As some of you may know, the programming languages I use the most are C and Python. One reason for this is popularity - I want to learn something that will help me edit the programs I use. I also think it's good to know at least one compiled language and one interpreted language. Interpreted languages or "scripting languages" are more convenient in most respects but they take longer to run. I already knew Python would be slower than C but I wanted to see how much slower.
To make the above plot, I used C and Python codes to diagonalize an n by n matrix and kept track of their execution times. Once you get past the small matrices, the trend that begins to emerge is that Python is ~30 times slower than C.
+++++
§ Exercises to complete:
1) From the C-versus-Python speed post, transcribe the passage starting with "To make the" and going on through "slower than C.".
2) According to the C-versus-Python speed post, how much slower than C does Python turn out to be once the matrices are no longer small?
3) Pick up the C-versus-Python speed post after its final sentence and keep writing.

§ Supplied information:
+++++
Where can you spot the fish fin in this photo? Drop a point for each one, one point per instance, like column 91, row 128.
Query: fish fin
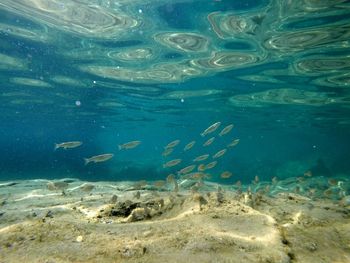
+++++
§ Per-task answers:
1)
To make the above plot, I used C and Python codes to diagonalize an n by n matrix and kept track of their execution times. Once you get past the small matrices, the trend that begins to emerge is that Python is ~30 times slower than C.

2) About 30 times slower.

3)
Of course, there is more to say. I need to convince you that this was a fair test! Both programs were run on my ancient Pentium III laptop. My C program, matrixtimer.c was compiled with GCC and the optimization flags -march=pentium3 -Os -fomit-frame-pointer -pipe. My Python program, matrixtimer.py was byte compiled by opening a Python 2.7 shell and typing import matrixtimer. When testing each piece of code, I supplied the matrix size n, as an argument, and ran the diagonalization routine five times. Each data point in the plot shows the mean from those five trials with an error bar equal to the standard deviation.
Now there is the question of what eigenvalue algorithm I used. If you're big on numerics, look at the code here and see if you can guess! Otherwise I'll tell you in the next paragraph.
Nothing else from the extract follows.